Consigne » D'après le texte sur la liberté académique, quelle université a renvoyé le Dr López Prater ?

Texte extrait »
:::

Dans une université privée du Minnesota appartenant à l’Église méthodiste, une enseignante a été licenciée par l’administration de son établissement en-dehors de toute procédure collégiale, pour avoir montré en cours d’histoire de l’art islamique la reproduction d’un manuscrit dont les codes graphiques déplaisent à certains fondamentalistes. Nous vous invitons à prendre connaissance de l’excellent texte écrit par ses collègues titulaires de l’université publique du Minnesota, rappelant ce qu’est et ce que n’est pas la liberté académique.[1]
« En renvoyant le Dr López Prater de son corps enseignant, la direction de l’université Hamline a ouvertement pris position contre l’antique tradition de prérogative pédagogique de l’enseignement supérieur, et compromet la liberté des universitaires à prendre des décisions personnelles dans la transmission des connaissances relevant de leur domaine d’expertise (décisions factuelles, théoriques, interprétatives, rédactionnelles). Cette prérogative est désignée par le terme de « liberté académique » et constitue un privilège extraordinaire. En tant que membres du corps universitaire, nous chérissons ce privilège, que nous jugeons nécessaire à notre entreprise scientifique et qui procède de notre poursuite de l’enquête scientifique, de la connaissance et de la juste compréhension. Nous prenons au sérieux la responsabilité qui va de pair avec ce privilège, en l’exerçant dans le cadre du contrat social de la salle de classe à l’Université et en nous efforçant de développer la capacité de réaction et de contradiction des membres de la communauté pédagogique. La liberté académique est un privilège qui nous semble aujourd’hui menacé ; sa fragilité est aggravée par la précarisation du travail académique via le paiement à la tâche de contractuels sous-payés, et par la mise au pas de l’expertise dans le seul but de rapporter davantage d’argent. »

:::

Données enregistrées »
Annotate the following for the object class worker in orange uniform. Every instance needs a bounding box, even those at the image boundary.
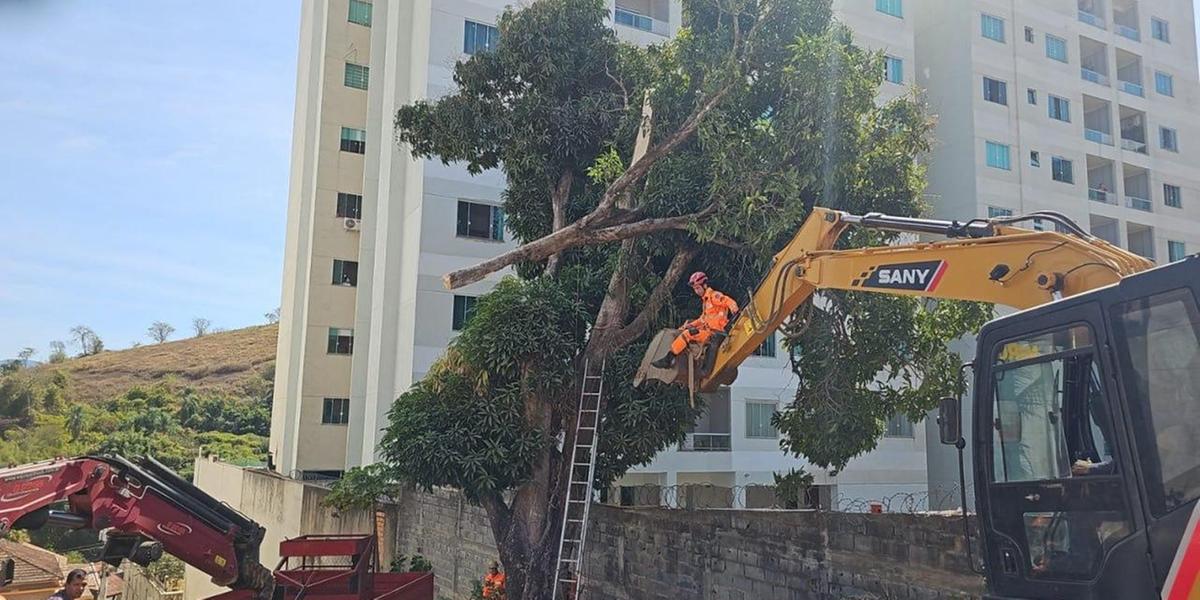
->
[484,560,508,600]
[650,271,738,368]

:::

Réponse » L'université Hamline.